**What you will do**
• A. In the post about stitching with snap frames below, rewrite the paragraph beginning "The problem comes when doing a long very narrow project" in shorter form, keeping its main facts.
• B. Extend the post about stitching with snap frames below, carrying it on from its final sentence.

I've done that before: Loading the proj on shorter snaps, letting the
top loosely flop.
The problem comes when doing a long very narrow project that is the
width (or less) of the snaps. Going to 6 inch snaps is a possibility on
some of the projects, but I'm not sure if there's enough room to
comfortably get the stitching hand up through. The only way to find out
would be to try to find some 6 inch snaps and see (aw gee, whiz, have to
go stitch equipment shopping...<G>)
>Can you try to move the fabric as far down as possible, so you can
reach easier,
>while raising the L bar up a bit to clear your lap?
I'm trying something of the sort now on a new project I just had to
start to try out the options <G> (any excuse to start something else).
I'm working the from the bottom up. But this project also has
sufficient cloth to the sides that I can work with only the sides
held--which means the "bonking"/reaching problem won't occur--as I can
switch this to shorter Q's without worrying about crushing the beading,
ribbon, or any other dimensional effect on the embroidery's surface.

**Dataset content**
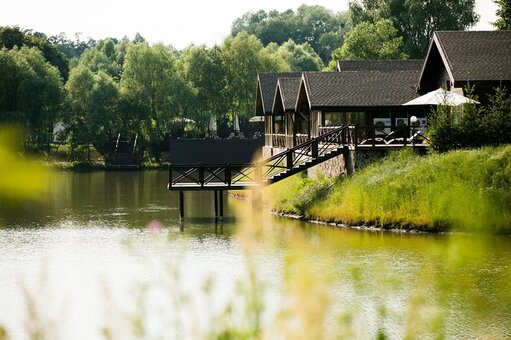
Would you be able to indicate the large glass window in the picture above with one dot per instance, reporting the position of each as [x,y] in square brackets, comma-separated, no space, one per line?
[343,118]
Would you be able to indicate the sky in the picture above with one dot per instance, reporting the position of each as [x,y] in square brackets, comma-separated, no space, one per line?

**Results**
• A. The trouble comes with long, very narrow projects that are as wide as the snaps or narrower. Switching to 6-inch snaps could work for some of these projects, but there may not be enough room to get the stitching hand up through comfortably. The only way to find out is to get some 6-inch snaps and try them, which means a trip to shop for stitching equipment.

• B.
Thanks for giving it a shot.
maria from MA
I've never moved Q snaps around on a project. The same willeys that
some people get with people touching their projects, or with tape on the
fabric, I get with the thought of Q snaps clamping onto stitched
surfaces.
If the the choice was between Q clamp on stitching and rolling some
batting into rods in order to scroll it, I would find some batting and
scroll it. But with a long very narrow (3 to 5 inch wide design) it's
just a visual treat to have the whole thing available to look at while
working, to do the dimensional work (beading and such) as I go.
Yep, I am becoming a fussy old *art. ;)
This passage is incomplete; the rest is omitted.